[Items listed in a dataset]
***

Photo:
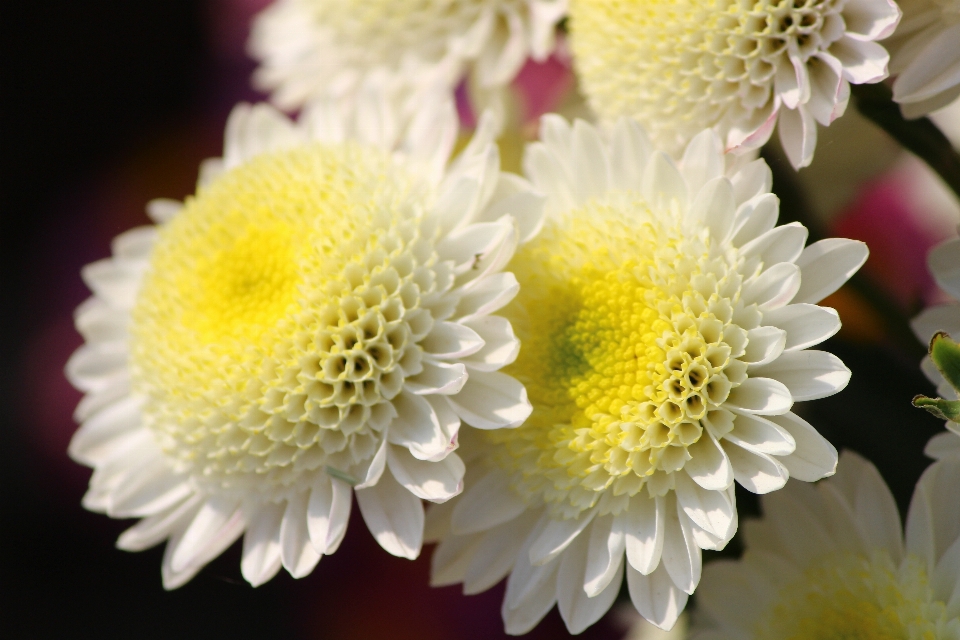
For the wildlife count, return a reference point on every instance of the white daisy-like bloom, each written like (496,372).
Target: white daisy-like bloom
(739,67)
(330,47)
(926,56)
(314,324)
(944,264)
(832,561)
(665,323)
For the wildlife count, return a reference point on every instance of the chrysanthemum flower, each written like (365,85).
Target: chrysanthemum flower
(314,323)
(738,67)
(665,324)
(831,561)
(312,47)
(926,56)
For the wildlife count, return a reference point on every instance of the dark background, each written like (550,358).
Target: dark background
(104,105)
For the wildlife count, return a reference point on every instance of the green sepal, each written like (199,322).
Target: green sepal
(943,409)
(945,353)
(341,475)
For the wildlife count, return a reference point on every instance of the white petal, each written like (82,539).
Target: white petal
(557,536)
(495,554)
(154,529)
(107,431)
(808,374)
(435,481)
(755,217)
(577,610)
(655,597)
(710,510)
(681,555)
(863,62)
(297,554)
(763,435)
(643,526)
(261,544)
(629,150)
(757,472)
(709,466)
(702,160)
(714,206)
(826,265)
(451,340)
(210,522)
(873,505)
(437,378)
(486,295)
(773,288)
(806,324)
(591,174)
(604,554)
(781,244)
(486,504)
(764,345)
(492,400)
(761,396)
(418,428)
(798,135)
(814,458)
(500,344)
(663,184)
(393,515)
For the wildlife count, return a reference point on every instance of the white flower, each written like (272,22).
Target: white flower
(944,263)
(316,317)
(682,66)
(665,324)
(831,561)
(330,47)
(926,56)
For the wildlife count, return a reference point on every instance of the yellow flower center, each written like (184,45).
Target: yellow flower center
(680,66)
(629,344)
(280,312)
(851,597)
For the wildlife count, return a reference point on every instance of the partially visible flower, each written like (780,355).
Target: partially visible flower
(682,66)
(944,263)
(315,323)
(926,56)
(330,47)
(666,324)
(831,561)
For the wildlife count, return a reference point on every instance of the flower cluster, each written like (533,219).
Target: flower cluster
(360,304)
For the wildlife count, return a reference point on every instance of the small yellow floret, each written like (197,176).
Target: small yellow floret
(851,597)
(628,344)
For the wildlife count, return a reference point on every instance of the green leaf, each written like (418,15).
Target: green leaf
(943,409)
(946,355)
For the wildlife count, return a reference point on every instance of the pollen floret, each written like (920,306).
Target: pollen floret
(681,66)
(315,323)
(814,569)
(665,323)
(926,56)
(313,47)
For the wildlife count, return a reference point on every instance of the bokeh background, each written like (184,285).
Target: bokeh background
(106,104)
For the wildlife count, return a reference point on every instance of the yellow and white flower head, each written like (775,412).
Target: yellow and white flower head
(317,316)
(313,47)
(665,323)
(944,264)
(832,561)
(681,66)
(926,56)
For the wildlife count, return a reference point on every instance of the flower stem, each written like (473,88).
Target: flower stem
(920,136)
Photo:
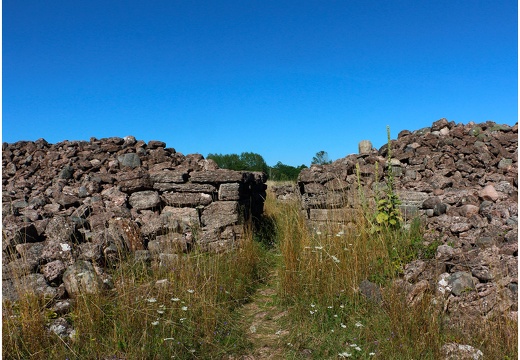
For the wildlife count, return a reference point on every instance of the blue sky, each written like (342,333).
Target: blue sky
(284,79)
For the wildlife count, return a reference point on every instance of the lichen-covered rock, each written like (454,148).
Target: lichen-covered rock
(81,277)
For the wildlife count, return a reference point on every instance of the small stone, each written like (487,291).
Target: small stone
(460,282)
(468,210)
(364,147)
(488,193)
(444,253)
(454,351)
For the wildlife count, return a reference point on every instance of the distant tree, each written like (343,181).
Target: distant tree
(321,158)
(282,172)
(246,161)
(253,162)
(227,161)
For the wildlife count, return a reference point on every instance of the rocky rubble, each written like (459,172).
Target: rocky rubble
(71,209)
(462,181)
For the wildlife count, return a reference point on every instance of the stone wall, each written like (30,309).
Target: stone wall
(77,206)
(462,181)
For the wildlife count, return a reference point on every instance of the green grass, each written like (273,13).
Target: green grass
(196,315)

***

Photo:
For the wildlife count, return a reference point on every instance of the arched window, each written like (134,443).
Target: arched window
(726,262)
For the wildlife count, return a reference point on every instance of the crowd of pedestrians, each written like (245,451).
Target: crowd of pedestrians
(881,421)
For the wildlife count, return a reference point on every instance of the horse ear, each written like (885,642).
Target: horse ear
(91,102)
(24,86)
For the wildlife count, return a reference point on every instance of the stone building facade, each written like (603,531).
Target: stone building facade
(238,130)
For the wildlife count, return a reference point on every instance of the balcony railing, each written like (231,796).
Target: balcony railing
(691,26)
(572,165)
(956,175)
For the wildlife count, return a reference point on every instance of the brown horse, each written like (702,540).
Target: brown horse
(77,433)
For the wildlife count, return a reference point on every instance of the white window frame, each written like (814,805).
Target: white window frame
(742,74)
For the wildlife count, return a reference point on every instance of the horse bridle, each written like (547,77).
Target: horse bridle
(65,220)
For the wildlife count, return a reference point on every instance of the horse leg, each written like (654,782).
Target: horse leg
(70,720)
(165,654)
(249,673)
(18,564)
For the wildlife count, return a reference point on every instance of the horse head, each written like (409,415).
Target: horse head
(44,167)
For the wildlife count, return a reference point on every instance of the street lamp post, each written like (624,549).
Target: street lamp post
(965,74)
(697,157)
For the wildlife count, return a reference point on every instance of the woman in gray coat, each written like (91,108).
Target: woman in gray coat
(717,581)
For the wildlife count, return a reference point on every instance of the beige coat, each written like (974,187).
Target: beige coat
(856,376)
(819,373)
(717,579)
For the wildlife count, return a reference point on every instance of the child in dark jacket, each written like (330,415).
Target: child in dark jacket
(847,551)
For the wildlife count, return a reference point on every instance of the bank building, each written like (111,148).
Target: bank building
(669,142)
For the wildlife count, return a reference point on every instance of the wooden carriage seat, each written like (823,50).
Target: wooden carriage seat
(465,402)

***

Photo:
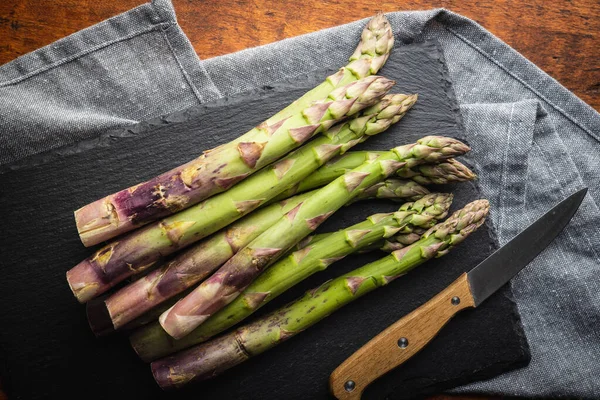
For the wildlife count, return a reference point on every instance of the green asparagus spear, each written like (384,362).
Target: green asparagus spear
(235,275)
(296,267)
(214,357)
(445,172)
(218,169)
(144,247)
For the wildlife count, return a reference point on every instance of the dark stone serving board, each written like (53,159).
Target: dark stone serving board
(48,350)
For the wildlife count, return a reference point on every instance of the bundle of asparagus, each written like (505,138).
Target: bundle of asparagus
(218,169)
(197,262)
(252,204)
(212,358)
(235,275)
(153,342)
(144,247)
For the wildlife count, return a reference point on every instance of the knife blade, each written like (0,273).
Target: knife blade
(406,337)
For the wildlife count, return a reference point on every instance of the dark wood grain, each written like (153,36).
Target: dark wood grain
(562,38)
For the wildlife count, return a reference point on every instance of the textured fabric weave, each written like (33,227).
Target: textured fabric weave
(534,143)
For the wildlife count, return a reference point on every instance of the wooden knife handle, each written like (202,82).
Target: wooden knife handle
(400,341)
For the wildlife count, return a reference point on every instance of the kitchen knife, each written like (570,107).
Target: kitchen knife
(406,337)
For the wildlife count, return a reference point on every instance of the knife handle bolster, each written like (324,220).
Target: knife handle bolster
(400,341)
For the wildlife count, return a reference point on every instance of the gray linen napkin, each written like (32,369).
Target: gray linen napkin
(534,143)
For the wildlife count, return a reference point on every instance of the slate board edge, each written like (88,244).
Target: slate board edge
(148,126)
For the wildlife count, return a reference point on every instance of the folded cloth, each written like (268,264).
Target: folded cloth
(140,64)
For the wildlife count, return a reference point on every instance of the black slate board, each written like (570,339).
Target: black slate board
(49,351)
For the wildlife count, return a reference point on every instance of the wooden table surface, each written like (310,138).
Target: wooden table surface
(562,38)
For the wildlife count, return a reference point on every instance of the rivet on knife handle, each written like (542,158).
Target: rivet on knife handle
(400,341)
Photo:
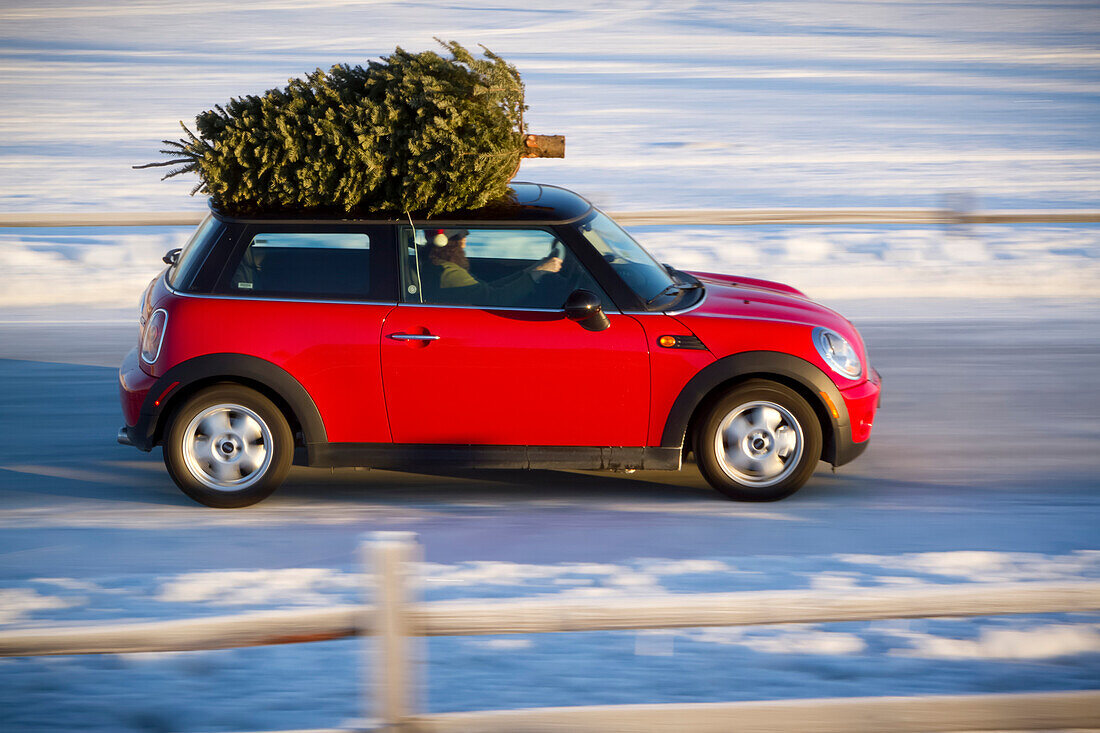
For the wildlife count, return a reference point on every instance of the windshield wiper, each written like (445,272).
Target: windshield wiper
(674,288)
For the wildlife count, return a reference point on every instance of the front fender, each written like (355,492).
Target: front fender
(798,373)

***

Please count the lines of the data above that contain the word "bridle" and reply with only that number.

§ Task solution: 2